▶ **EXERCISE OBJECTIVE**
Put each line of the material below into a Markdown table with the columns "Row" and "Line", numbering the rows and leaving out blank lines.
--- start ---
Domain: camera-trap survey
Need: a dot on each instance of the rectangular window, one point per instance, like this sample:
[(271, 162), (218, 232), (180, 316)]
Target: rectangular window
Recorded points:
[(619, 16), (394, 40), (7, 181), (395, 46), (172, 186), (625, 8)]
--- end ---
▶ **CORRECT RESULT**
| Row | Line |
|---|---|
| 1 | Domain: camera-trap survey |
| 2 | Need: a dot on each instance of the rectangular window, one point per instance, like this sample: |
| 3 | [(271, 162), (218, 232), (180, 316)] |
| 4 | Target: rectangular window |
| 5 | Recorded points: |
| 6 | [(619, 16), (394, 40), (7, 181), (395, 46), (172, 186), (625, 8)] |